__Passage shown__:
• • • • •
Sam Trenholme's webpage
Support this website

2020s: Looking forward

 

January 9 2020

I am looking forward to the 2020s.

==My personal resolution==

My personal resolution for the 2020s is pretty standard: To be more fit. I already took my brother to my local gym and we had a good workout there earlier this week, and I have been taking walks every day, as well as improving my diet.

==Camera technology==

With a huge decline in sales of traditional interchangeable lens digital cameras throughout the 2010s, camera makers have been eliminating or stopping development on their lower-cost cameras and concentrating on higher end, larger cameras. Samsung completely exited the camera market (except for their smart phone cameras).

Nikon proposed a small inexpensive mirror-less interchangeable lens format in the early 2010s (the Nikon 1 mount); Nikon 1 cameras and lenses were even available at CostCo in 2012. Pentax had their even smaller Q mount.

Here in the early 2020s, the Nikon 1 mount and the Pentax Q mount are no more. Nikon has made a new expensive large sensor Z mount, Canon now has their RF big mount format, and Panasonic is making large sensor Leica L mount cameras and lenses. Fuji has released their even bigger and even more expensive GFX100 camera.

The only smaller interchangeable lens format to survive the bloodbath of the 2010s is Micro Four Thirds. It would appear that Panasonic is putting this format on the back burner; most of their new releases have been for the bigger, more expensive full frame Leica L format, and Panasonic has been giving their existing Micro Four Thirds cameras and lenses pretty heavy discounts during the holiday season.

The only company who is 100% behind the Micro Four Thirds format is Olympus. It is an open question whether this will remain an economically sustainable business model in the 2020s.

One bit of good news for small camera users is that Sony has a 47 megapixel Micro Four Thirds sensor with over double the resolution (and four times the video resolution) of current Micro Four Thirds cameras. It’s a pretty safe bet that Olympus and probably Panasonic will make updated cameras using this higher resolution sensor.

==Computers==

I predict that AI will become mainstream in the 2020s. Intel is already starting to make chips with dedicated AI functionality, and GPUs are concentrating more on AI-style computation and less on making even higher resolution video game graphics.

The long standing trend of offering more per-core performance every year is tapering off; improvements year to year in single core performance are modest. What is changing is that chips are putting more and more cores in to the same sized chip die with the same power usage for portable computer chip-sets.

Laptops are being used mainly for business purposes; most recreational Internet usage is being done with smartphones. Personally, I can not understand how someone would rather experience the Internet on a tiny phone screen instead of a full sized laptop, but that has been the trend in the 2010s and should continue to be a trend in the 2020s.
• • • • •
__Dataset records__:

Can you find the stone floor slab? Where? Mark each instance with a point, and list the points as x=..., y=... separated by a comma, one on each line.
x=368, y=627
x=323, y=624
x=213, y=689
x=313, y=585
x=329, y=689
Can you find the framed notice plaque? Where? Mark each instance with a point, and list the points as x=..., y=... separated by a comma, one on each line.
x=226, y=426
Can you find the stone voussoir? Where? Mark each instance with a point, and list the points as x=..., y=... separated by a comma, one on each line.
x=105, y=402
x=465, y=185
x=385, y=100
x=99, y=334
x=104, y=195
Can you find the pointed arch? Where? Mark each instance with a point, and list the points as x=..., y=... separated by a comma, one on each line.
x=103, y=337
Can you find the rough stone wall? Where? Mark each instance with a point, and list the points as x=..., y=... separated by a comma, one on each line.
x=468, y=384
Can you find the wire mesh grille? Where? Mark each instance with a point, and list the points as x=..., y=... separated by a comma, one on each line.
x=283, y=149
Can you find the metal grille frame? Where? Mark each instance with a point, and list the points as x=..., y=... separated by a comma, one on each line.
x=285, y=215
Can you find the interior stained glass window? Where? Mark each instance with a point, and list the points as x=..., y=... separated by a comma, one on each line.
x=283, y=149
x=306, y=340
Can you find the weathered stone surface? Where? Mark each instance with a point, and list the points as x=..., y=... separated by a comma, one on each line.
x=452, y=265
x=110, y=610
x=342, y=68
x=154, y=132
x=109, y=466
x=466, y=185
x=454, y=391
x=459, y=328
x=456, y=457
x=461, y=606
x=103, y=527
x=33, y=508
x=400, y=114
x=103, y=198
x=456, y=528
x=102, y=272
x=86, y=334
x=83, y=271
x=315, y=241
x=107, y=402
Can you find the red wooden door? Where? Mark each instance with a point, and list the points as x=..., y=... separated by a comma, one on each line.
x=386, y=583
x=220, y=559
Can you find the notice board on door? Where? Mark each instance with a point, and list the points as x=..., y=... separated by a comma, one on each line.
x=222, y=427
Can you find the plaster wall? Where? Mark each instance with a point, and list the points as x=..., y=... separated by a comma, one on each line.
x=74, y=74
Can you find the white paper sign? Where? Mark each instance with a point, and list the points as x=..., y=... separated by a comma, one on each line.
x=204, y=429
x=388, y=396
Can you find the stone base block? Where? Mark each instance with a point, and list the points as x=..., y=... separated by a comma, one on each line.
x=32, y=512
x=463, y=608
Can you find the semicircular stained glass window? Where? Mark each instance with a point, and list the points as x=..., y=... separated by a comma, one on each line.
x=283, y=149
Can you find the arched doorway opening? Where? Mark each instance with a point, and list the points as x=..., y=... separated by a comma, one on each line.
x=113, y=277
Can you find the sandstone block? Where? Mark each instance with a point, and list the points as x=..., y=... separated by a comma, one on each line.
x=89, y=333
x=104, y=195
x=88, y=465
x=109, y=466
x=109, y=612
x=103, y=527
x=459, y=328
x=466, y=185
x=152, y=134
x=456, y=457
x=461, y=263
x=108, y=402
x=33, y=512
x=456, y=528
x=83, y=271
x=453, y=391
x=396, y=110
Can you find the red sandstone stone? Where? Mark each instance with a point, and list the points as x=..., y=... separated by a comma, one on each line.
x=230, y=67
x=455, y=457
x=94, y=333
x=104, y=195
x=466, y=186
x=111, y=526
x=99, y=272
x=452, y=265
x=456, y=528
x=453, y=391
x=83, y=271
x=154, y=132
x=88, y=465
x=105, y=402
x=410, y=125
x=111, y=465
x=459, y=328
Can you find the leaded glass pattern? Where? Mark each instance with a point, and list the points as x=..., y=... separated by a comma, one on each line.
• • • • •
__Tasks__:
(1) Pick out every line of the entries that contains the word "wall", and copy those lines; matching is case-sensitive.
(2) Continue the post looking ahead to the 2020s, picking up after its final sentence.
The post and the entries were taken from separate sources.

__Results for the exercise__:
(1)
Can you find the rough stone wall? Where? Mark each instance with a point, and list the points as x=..., y=... separated by a comma, one on each line.
Can you find the plaster wall? Where? Mark each instance with a point, and list the points as x=..., y=... separated by a comma, one on each line.

(2)
In 2010, making a web page render in Internet Explorer 6 was still a thing. This soon changed; these days, most web pages won’t even open in Internet Explorer 6, Microsoft is no longer making their own web page rendering engine, and making a web page render both as a desktop sized page and phone screen sized page is standard practice. By the mid-2010s, even my MaraDNS page was updated to look good on a tiny phone screen. New web page technologies get adopted by most browsers pretty quickly; just as clueless web developers made Internet Explorer-only webpages in the first 2000s decade, clueless web developers now make Chrome-only webpages here in the 2020s.

As for myself, my web page renders even in early 2010s versions of Internet Explorer, and renders nicely on desktop computers, cell phones, and the web fonts have been carefully tuned to look nice across low resolution displays (which, yes, are still around), high resolution displays, phones, and across all mainstream web browsers.

==Society==

By and large, our society’s values are changing, becoming more secular and ironically more tolerant (Biblical Christianity is a religion of love and tolerence). I predict that, by the end of the 2020s, the Republican party will no longer be a political force at the national level in the US. Ever since the 2004 presidential election, young voters have been voting for Democrats. As baby boomers die off during the 2020s and young people are vote more regularly, Republicans are losing voters every year.

While there is a backlash against the witch-hunting extremists, #MeToo will become a positive force, putting men in a position where they will respect women as human beings more than was standard in previous decades.

I remember, in the mid-1990s, when a rather promiscuous lady I knew about got a new job. Stories of her sexual escapades instantly became office gossip, and she was quickly fired. None of the men who slept with her suffered any consequences for their actions. With #MeToo, those days are hopefully behind us.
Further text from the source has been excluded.